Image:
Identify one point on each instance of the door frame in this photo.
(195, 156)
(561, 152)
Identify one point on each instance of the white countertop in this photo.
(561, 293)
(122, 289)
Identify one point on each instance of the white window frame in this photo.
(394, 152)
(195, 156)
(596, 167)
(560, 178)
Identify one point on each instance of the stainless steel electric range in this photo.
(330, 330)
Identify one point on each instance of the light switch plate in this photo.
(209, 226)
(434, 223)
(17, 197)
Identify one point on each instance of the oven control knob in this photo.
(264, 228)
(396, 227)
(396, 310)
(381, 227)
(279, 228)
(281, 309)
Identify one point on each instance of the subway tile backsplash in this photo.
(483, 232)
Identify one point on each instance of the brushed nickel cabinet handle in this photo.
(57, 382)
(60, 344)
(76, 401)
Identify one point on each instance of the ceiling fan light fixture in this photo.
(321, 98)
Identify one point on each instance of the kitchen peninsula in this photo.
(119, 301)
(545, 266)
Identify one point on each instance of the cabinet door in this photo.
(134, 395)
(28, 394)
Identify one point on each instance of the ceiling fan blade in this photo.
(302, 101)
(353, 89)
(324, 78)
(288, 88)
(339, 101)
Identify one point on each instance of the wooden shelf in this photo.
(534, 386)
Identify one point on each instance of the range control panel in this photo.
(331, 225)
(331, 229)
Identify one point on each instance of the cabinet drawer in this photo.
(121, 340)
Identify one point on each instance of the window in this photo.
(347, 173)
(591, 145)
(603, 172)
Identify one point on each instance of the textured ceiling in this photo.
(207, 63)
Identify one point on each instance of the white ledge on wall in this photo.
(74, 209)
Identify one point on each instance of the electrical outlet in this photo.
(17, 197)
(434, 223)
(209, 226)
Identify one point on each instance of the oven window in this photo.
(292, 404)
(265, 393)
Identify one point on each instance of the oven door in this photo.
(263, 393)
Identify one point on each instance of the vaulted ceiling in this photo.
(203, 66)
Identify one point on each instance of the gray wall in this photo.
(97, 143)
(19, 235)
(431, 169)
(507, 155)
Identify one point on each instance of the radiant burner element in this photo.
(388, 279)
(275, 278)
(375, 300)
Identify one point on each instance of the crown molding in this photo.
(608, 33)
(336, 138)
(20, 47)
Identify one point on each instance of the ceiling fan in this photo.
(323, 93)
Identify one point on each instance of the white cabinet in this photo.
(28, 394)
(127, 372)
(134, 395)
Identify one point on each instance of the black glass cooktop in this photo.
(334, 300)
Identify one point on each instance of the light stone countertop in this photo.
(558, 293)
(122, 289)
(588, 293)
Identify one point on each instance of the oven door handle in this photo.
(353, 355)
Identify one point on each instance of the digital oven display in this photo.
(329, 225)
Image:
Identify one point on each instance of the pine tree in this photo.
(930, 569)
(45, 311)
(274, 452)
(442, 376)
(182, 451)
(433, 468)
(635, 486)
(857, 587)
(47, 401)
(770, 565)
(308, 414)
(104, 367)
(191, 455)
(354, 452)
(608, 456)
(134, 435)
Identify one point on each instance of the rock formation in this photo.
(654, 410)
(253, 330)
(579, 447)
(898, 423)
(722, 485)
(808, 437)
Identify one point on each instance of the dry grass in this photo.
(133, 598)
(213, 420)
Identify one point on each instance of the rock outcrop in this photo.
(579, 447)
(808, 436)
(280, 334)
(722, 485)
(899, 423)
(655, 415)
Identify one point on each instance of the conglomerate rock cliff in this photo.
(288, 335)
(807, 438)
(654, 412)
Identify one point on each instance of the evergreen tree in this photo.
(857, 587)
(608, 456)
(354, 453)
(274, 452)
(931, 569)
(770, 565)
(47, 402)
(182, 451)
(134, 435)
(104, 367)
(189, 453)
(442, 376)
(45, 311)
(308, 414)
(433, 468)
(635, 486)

AIM ▸ Rewrite every one of the rows above, swapping "Identify" for "Mark" wherever it occurs and leaving everything else unchanged.

OUTPUT FOR THIS EXERCISE ▸
Image:
Mark one point on each instance of the door frame in this photo.
(195, 156)
(561, 152)
Mark one point on each instance of the white countertop in this photo.
(561, 293)
(122, 289)
Mark one point on each instance of the white window frame in this photo.
(394, 152)
(195, 156)
(596, 167)
(560, 178)
Mark one point on each instance of the stainless steel electric range in this photo.
(330, 330)
Mark one point on each instance of the light switch plate in this photo.
(209, 226)
(434, 223)
(17, 197)
Mark one point on each instance of the oven control knob in this photo.
(264, 228)
(396, 227)
(396, 310)
(381, 227)
(279, 228)
(281, 309)
Mark one point on each instance of the subway tile backsplash in this photo.
(483, 232)
Mark one point on each instance of the brushed nickel cabinet handle in this photo.
(57, 382)
(60, 344)
(76, 401)
Mark one point on each instance of the ceiling fan light fixture in this photo.
(321, 98)
Mark one point on each instance of the kitchen peninsula in this photo.
(119, 301)
(545, 266)
Mark one point on each instance of the cabinet door in this photo.
(134, 395)
(28, 394)
Mark one point on each instance of the ceiling fan blade in this photo.
(302, 101)
(353, 89)
(324, 78)
(288, 88)
(339, 101)
Mark one point on each instance of the wooden shelf in this photo.
(534, 386)
Mark one point on each instance of the range control panel in this photo.
(331, 225)
(331, 229)
Mark one point on each instance of the cabinet drawer in this photo.
(121, 340)
Mark one point on each instance of the window in this photo.
(347, 173)
(591, 145)
(603, 172)
Mark one point on each instance of the textured ceiling in this photo.
(207, 63)
Mark one point on each instance of the white ledge on wall in this photo.
(74, 209)
Mark one point on each instance of the electrical outlet in this photo.
(17, 197)
(434, 223)
(209, 226)
Mark one point on each instance of the oven window in this photo.
(292, 404)
(265, 393)
Mark one point on each instance of the oven door in this photo.
(263, 393)
Mark one point on each instance of the vaulted ceiling in this photo.
(203, 66)
Mark one point on each instance of the gray wall in this photo.
(97, 143)
(19, 235)
(431, 169)
(507, 155)
Mark one point on each instance of the radiant burner element in this photo.
(388, 279)
(275, 278)
(375, 300)
Mark one point on each instance of the crown molding in this photo.
(608, 33)
(336, 138)
(20, 47)
Mark one point on each instance of the ceiling fan in this photo.
(323, 93)
Mark one point on each instance of the white cabinet in this photo.
(28, 394)
(127, 372)
(134, 395)
Mark one point on each instance of the black glass cooktop in this photo.
(334, 300)
Mark one point on each instance of the light stone countertop in this photo.
(558, 293)
(122, 289)
(588, 293)
Mark one point on each instance of the oven door handle in this photo.
(353, 355)
Mark one point on each instance of the digital oven display in this photo.
(329, 225)
Image:
Mark one point on each instance of the pine tree in this photo.
(930, 569)
(45, 311)
(274, 452)
(442, 376)
(182, 451)
(433, 468)
(635, 486)
(857, 587)
(47, 401)
(770, 565)
(308, 414)
(104, 367)
(191, 455)
(354, 452)
(608, 456)
(134, 435)
Mark one point on each instance of the rock formation in this photo.
(654, 410)
(253, 330)
(579, 447)
(898, 423)
(722, 485)
(808, 437)
Mark one point on each instance of the dry grass in this photo.
(133, 598)
(213, 420)
Mark one point on each instance of the rock outcrop in this photo.
(579, 447)
(808, 436)
(280, 334)
(722, 485)
(899, 423)
(655, 415)
Mark one point on each instance of the conglomerate rock cliff in this photo.
(288, 335)
(807, 438)
(654, 412)
Mark one point on each instance of the evergreen tree in this photo.
(857, 587)
(608, 456)
(354, 453)
(274, 452)
(931, 569)
(770, 565)
(47, 402)
(182, 451)
(134, 435)
(104, 367)
(189, 453)
(442, 376)
(45, 311)
(308, 414)
(433, 468)
(635, 486)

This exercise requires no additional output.